Document text.
** START **

How to change Siri voice in Apple’s latest iOS 14.5 update

22
Apple Siri voice assistant | iTMunch

With its latest upcoming iOS 14.5 update, Apple will be giving its users options to change Siri’s voice to your liking. This differs from the existing options, as iPadOS and iOS users can only pick between male as well as female voices for a specific region now. As part of several new additions to iOS 14.5, users can now pick amongst different voice tones from either female and male versions. If you want to know how to change Siri voice, you’ve come to the right place. In this blog, apart from talking about how to change Siri language and voice, we also talk about why this step is important in the battle of putting an end to gender stereotyping.

How to change Siri voice

For Siri in English, you can pick between a total of four voice types for male and female – 2 male and 2 female. The four voice options:

  • Voice 1: A mild-mannered male-sounding voice 
  • Voice 2: A strong, confident and certain female-sounding voice 
  • Voice 3: Just like Voice 2 but male-sounding 
  • Voice 4: The default voice of Siri that’s has been all of these years

Moreover, new users will get an option to choose between the 4 voices at the time of setting up their devices. Meaning, there won’t be a default female voice for Siri on new iPhones and iPads. Now let us look at how to change Siri voice on iPhones and iPads:

First things first: you need to make sure your device is updated to the latest iOS 14.5 version. If you want to know how to change Siri voice on iOS 13, you won’t be able to as this feature has been made available only to the latest iOS update. At present, the iOS 14.5 has been made available only to iOS beta testers. So, to be able to download it, you need to be a part of Apple’s beta program. Once you have this in place:

  1. Head over to Settings 
  2. Go to Siri & Voice 
  3. Tap on Siri Voice
  4. First, you will need to pick an accent. How to change Siri accent? Here, you’ll get an option to choose the region for the voice. If you choose ‘American’, you’ll be presented with 4 voice options
  5. To get a preview of what the voices sound like, tap on each voice option
  6. Once you’re sure, select the one you liked the most

Once you do that, your Apple device will download the voice files in the background. After the process is completed, you will be able to summon Siri on your devices and you’ll be answered by the AI voice assistant with the voice you’ve chosen.

** END **

Entries shown.
** START **

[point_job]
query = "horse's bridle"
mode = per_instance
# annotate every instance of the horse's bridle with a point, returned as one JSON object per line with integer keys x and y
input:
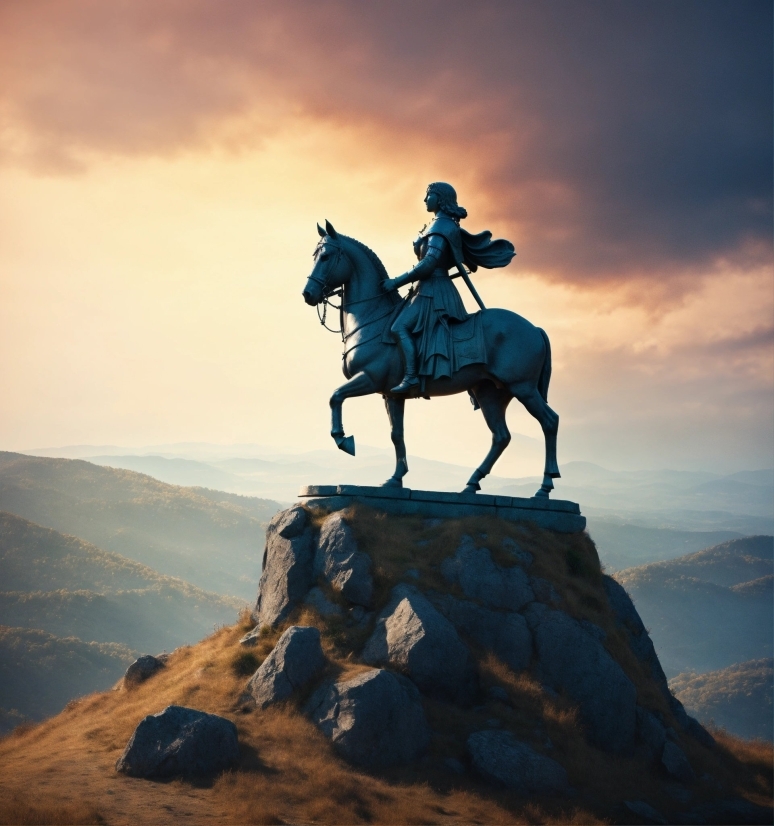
{"x": 339, "y": 291}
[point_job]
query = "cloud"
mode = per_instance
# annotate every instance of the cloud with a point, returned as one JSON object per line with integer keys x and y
{"x": 613, "y": 142}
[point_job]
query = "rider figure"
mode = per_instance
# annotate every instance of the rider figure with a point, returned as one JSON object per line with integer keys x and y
{"x": 435, "y": 301}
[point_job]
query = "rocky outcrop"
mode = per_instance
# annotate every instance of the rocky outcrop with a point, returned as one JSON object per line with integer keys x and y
{"x": 429, "y": 638}
{"x": 505, "y": 761}
{"x": 504, "y": 633}
{"x": 675, "y": 762}
{"x": 339, "y": 561}
{"x": 180, "y": 741}
{"x": 287, "y": 566}
{"x": 297, "y": 659}
{"x": 374, "y": 720}
{"x": 574, "y": 661}
{"x": 412, "y": 636}
{"x": 141, "y": 669}
{"x": 494, "y": 586}
{"x": 642, "y": 648}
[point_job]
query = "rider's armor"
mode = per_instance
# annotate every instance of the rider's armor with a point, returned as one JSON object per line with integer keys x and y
{"x": 432, "y": 305}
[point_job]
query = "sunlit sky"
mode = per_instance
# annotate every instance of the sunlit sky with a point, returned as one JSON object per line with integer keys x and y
{"x": 163, "y": 165}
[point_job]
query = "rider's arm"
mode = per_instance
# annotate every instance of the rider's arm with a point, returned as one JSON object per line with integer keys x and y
{"x": 436, "y": 244}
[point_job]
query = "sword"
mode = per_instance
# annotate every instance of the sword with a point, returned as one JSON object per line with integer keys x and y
{"x": 463, "y": 273}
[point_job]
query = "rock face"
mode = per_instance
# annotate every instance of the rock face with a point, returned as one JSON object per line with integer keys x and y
{"x": 296, "y": 659}
{"x": 338, "y": 559}
{"x": 142, "y": 668}
{"x": 676, "y": 763}
{"x": 504, "y": 633}
{"x": 429, "y": 638}
{"x": 415, "y": 638}
{"x": 481, "y": 579}
{"x": 287, "y": 566}
{"x": 502, "y": 759}
{"x": 374, "y": 720}
{"x": 180, "y": 742}
{"x": 571, "y": 659}
{"x": 642, "y": 647}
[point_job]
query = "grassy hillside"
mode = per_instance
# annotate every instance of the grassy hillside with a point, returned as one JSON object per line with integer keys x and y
{"x": 209, "y": 540}
{"x": 710, "y": 609}
{"x": 738, "y": 698}
{"x": 289, "y": 773}
{"x": 40, "y": 672}
{"x": 103, "y": 605}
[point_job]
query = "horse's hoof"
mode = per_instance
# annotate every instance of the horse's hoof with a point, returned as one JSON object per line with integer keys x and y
{"x": 346, "y": 443}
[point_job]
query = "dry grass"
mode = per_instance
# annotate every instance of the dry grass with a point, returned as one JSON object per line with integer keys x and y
{"x": 63, "y": 770}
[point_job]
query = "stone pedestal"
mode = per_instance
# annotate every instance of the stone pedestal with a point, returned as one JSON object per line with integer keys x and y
{"x": 554, "y": 514}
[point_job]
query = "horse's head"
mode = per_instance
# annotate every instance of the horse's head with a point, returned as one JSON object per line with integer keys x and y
{"x": 332, "y": 267}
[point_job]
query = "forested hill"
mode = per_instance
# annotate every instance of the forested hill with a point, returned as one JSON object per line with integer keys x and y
{"x": 210, "y": 539}
{"x": 711, "y": 609}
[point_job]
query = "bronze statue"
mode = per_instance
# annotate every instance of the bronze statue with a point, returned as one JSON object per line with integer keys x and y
{"x": 494, "y": 355}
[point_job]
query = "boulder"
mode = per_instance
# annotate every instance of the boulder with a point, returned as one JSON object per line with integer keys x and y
{"x": 412, "y": 636}
{"x": 481, "y": 579}
{"x": 512, "y": 547}
{"x": 675, "y": 762}
{"x": 505, "y": 761}
{"x": 645, "y": 812}
{"x": 180, "y": 741}
{"x": 573, "y": 660}
{"x": 325, "y": 608}
{"x": 296, "y": 659}
{"x": 287, "y": 566}
{"x": 142, "y": 668}
{"x": 338, "y": 559}
{"x": 651, "y": 732}
{"x": 544, "y": 591}
{"x": 504, "y": 633}
{"x": 374, "y": 720}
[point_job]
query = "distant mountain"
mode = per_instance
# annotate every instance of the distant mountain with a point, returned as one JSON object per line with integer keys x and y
{"x": 203, "y": 537}
{"x": 72, "y": 588}
{"x": 738, "y": 698}
{"x": 39, "y": 672}
{"x": 708, "y": 610}
{"x": 749, "y": 492}
{"x": 624, "y": 545}
{"x": 73, "y": 616}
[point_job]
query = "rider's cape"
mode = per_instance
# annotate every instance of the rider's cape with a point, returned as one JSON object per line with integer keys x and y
{"x": 472, "y": 250}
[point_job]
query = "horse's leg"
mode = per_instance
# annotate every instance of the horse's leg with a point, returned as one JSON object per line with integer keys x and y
{"x": 549, "y": 422}
{"x": 395, "y": 409}
{"x": 493, "y": 403}
{"x": 359, "y": 385}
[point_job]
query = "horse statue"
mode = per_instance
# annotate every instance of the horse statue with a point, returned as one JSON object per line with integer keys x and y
{"x": 515, "y": 363}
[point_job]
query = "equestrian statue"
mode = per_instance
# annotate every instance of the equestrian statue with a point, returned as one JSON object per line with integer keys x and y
{"x": 427, "y": 344}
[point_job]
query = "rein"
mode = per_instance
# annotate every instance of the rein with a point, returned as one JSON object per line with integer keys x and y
{"x": 339, "y": 292}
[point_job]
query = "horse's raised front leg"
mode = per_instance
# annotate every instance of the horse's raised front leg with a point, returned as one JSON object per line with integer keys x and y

** END **

Required work.
• 1. Output the passage of the Siri voice article between "1. Head over" and "voice you’ve chosen.", inclusive.
• 2. According to the Siri voice article, why must a user join Apple's beta program to change Siri's voice?
The entries were taken from a separate source.

The responses.
• 1.
1. Head over to Settings 
  2. Go to Siri & Voice 
  3. Tap on Siri Voice
  4. First, you will need to pick an accent. How to change Siri accent? Here, you’ll get an option to choose the region for the voice. If you choose ‘American’, you’ll be presented with 4 voice options
  5. To get a preview of what the voices sound like, tap on each voice option
  6. Once you’re sure, select the one you liked the most

Once you do that, your Apple device will download the voice files in the background. After the process is completed, you will be able to summon Siri on your devices and you’ll be answered by the AI voice assistant with the voice you’ve chosen.

• 2. The new voice options are available only in iOS 14.5. That update has so far been released only to iOS beta testers, so a user must be part of Apple's beta program to download it.